TASK -> Write out the stretch of entries from the start through the line containing "x=290 y=117", requests included, multiplying every coordinate in the answers by 0.65. Round each result to a whole number, rounding halves up.

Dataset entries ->
-*-
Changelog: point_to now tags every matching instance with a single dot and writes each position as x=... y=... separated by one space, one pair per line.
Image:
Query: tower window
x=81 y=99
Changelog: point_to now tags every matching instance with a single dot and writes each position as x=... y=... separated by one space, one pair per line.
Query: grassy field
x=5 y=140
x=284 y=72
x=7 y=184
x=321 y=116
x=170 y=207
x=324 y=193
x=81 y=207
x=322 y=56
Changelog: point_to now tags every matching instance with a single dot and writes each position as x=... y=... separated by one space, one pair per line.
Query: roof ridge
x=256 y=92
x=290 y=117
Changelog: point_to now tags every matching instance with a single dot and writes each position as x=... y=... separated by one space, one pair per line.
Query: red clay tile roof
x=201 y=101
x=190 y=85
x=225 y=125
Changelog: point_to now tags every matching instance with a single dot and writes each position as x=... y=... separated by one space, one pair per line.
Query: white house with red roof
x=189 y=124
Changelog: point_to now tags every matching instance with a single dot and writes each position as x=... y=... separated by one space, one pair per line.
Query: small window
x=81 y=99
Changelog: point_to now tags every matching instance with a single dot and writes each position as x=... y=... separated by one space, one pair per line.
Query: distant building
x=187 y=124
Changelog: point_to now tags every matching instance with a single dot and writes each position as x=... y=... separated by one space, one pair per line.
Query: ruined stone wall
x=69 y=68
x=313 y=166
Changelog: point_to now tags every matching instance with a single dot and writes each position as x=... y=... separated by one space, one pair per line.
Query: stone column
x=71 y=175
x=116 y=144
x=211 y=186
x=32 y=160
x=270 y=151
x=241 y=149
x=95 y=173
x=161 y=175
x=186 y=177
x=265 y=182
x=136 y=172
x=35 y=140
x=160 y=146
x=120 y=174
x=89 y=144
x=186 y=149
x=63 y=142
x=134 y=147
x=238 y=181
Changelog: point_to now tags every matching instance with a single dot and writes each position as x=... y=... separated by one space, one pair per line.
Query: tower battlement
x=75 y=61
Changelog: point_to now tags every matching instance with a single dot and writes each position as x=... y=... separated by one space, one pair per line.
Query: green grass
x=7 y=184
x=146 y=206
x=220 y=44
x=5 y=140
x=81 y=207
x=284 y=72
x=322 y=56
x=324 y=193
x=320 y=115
-*-
COMPLETE ANSWER ->
Changelog: point_to now tags every matching instance with a single dot and writes each position as x=... y=... separated by one space, one pair per line.
Image:
Query: tower window
x=53 y=64
Changelog: point_to now tags every matching instance with a single dot and writes each position as x=... y=... separated by one space, one pair per line.
Query: grassy field
x=3 y=91
x=185 y=47
x=5 y=120
x=209 y=75
x=111 y=135
x=211 y=125
x=53 y=135
x=209 y=36
Changelog: point_to now tags every matching instance with a single dot and writes each position as x=... y=... separated by one space, one pair per line.
Query: roof ridge
x=166 y=60
x=189 y=76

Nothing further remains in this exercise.